======== Entries supplied ========

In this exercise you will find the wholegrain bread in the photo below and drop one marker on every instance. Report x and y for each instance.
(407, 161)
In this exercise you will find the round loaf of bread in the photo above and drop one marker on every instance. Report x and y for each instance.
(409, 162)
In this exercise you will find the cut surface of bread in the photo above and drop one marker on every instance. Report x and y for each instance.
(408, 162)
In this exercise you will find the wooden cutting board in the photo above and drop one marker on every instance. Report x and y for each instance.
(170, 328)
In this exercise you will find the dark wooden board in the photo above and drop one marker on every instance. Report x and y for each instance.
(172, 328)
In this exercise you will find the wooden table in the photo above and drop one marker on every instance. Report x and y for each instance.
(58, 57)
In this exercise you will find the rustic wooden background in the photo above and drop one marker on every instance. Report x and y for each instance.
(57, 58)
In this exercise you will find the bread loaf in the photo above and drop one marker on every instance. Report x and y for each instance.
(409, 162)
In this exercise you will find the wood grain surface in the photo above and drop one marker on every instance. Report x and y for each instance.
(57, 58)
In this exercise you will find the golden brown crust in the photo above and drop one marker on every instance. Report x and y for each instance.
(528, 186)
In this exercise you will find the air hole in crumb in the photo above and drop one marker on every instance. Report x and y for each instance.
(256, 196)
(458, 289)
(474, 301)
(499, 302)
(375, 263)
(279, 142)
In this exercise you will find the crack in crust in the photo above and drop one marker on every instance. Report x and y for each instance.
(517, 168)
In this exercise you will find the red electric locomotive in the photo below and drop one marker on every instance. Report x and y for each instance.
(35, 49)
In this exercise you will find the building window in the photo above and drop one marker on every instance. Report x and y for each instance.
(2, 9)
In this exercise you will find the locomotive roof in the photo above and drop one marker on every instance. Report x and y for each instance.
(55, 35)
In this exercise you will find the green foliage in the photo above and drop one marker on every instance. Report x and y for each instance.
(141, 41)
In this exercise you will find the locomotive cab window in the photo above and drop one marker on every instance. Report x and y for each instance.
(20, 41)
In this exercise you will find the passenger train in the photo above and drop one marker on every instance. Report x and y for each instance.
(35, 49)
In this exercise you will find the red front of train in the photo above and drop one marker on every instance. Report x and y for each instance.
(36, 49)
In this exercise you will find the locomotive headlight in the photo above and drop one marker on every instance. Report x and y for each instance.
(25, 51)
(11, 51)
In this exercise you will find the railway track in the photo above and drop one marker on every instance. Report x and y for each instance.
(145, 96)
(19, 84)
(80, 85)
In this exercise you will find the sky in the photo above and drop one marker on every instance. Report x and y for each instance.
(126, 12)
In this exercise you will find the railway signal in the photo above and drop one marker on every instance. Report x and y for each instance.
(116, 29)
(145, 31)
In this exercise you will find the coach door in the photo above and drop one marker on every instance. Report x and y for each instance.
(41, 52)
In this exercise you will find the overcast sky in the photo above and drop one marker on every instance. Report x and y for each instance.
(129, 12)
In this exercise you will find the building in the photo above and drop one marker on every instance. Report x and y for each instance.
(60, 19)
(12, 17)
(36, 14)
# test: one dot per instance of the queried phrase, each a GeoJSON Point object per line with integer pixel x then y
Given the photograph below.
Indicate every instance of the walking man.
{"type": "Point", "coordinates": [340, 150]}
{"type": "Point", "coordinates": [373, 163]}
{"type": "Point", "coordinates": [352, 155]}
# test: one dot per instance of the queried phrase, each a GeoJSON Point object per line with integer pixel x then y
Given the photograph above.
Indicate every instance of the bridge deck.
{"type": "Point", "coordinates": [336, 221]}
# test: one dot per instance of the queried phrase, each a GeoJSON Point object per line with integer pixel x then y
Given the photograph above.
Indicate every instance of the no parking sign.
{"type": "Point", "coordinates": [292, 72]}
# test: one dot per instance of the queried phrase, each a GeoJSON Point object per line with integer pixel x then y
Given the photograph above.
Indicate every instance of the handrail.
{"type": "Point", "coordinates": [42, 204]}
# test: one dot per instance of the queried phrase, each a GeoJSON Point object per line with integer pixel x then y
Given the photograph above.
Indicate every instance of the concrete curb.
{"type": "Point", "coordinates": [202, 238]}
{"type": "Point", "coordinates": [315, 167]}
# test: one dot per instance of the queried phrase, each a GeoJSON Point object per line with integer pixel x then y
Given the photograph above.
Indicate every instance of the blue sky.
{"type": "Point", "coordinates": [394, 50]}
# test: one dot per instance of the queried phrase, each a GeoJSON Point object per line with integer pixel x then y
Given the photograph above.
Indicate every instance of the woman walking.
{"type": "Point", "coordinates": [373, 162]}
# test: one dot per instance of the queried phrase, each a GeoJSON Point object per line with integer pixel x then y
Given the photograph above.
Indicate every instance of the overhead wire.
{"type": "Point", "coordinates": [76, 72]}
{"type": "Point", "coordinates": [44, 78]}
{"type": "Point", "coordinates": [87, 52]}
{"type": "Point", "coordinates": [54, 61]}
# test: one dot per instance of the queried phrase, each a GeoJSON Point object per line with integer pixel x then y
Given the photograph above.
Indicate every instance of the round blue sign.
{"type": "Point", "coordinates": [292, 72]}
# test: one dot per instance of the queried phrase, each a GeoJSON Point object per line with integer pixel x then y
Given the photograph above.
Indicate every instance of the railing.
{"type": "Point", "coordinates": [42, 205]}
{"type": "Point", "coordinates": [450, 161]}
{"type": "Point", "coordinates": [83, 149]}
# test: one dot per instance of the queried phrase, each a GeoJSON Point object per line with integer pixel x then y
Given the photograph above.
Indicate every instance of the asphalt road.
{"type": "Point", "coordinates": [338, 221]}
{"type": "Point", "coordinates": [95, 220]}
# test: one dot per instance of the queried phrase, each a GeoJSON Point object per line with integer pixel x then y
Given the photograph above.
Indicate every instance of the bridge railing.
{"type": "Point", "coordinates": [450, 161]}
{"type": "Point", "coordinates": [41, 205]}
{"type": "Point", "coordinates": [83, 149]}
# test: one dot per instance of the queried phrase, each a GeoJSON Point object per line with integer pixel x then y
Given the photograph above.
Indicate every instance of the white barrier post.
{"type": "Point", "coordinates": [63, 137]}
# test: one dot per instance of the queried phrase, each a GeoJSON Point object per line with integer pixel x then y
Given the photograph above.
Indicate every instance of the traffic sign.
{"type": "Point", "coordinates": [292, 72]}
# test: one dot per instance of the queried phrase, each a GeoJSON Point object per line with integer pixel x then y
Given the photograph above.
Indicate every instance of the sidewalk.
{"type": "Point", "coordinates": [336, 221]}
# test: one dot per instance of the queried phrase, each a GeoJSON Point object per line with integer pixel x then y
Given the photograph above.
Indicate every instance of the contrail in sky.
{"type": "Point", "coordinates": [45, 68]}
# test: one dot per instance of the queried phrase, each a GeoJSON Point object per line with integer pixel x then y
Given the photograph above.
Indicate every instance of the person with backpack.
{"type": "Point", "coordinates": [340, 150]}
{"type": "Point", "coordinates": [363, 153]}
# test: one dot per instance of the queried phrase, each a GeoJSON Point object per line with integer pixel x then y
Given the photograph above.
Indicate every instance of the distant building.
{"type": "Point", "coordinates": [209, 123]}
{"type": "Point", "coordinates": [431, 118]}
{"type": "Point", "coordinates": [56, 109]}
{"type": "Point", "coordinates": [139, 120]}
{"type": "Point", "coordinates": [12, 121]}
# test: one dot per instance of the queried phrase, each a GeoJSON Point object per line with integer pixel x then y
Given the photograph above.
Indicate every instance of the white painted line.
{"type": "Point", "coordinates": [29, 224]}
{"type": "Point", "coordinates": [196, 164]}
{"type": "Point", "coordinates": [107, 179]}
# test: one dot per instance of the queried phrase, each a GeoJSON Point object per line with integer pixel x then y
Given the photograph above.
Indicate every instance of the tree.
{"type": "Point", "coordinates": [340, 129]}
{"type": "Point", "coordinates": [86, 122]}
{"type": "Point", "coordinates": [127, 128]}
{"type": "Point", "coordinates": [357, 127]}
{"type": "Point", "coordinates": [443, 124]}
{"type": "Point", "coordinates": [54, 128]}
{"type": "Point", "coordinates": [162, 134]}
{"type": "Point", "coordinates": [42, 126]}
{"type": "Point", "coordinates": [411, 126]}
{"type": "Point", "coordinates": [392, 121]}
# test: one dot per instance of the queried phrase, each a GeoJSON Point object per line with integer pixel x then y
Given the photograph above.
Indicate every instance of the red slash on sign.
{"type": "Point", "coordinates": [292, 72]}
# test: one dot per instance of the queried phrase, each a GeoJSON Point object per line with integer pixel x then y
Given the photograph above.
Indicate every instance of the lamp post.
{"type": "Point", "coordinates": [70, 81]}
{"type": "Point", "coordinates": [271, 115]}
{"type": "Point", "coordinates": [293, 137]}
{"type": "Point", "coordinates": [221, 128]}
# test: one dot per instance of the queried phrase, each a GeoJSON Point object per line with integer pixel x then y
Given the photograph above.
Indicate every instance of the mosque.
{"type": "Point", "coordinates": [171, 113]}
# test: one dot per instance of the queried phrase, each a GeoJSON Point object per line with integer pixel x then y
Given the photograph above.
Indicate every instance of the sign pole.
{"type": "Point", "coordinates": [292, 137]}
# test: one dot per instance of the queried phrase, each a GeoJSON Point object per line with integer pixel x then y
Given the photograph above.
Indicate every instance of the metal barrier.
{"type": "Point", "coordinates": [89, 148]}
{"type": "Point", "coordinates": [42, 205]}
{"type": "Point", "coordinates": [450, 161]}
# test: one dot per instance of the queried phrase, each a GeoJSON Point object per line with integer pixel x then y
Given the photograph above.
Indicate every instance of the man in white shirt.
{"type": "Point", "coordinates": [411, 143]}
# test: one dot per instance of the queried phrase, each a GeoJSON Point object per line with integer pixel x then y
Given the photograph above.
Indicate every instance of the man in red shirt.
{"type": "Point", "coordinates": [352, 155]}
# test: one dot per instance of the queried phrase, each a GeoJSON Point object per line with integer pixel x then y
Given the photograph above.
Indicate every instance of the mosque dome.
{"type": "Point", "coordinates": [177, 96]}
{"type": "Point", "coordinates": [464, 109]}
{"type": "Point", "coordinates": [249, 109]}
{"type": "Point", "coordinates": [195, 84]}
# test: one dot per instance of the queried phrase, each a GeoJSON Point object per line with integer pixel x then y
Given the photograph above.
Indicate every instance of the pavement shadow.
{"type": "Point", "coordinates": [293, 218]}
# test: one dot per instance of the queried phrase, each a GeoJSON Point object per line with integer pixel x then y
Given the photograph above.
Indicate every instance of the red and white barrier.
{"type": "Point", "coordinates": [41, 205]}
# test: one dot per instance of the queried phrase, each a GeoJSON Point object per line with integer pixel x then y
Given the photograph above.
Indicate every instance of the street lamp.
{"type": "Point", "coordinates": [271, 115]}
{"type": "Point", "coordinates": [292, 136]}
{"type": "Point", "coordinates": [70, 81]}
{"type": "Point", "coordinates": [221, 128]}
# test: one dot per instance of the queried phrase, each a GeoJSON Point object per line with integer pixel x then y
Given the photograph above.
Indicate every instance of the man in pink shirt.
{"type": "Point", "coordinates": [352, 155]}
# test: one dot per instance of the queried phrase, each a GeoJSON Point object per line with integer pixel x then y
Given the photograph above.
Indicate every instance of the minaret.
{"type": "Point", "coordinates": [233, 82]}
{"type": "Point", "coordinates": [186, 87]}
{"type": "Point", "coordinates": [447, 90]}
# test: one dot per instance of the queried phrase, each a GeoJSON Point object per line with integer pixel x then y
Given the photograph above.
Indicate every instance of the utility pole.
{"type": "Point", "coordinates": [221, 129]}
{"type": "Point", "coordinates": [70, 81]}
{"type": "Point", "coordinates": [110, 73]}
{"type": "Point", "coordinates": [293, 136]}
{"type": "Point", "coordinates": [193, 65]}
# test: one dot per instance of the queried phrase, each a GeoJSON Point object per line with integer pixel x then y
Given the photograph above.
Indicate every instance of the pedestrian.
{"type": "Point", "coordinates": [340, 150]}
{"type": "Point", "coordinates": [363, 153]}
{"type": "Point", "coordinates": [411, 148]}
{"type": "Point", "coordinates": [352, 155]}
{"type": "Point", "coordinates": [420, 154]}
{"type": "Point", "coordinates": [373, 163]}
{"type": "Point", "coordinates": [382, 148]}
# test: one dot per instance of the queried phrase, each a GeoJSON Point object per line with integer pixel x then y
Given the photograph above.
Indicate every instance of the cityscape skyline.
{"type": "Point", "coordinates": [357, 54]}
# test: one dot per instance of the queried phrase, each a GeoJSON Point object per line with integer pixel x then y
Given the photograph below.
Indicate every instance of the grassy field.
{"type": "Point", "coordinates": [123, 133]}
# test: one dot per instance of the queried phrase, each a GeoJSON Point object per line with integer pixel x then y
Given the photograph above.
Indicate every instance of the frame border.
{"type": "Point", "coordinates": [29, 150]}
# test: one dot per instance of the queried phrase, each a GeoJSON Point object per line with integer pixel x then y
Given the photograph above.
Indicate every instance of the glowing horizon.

========

### What you are asked to do
Please collect every line of the records above that contains the word "bridge", treating uppercase and lowercase as different.

### Exercise result
Indicate every instance of the bridge deck.
Indicate every instance of the bridge railing.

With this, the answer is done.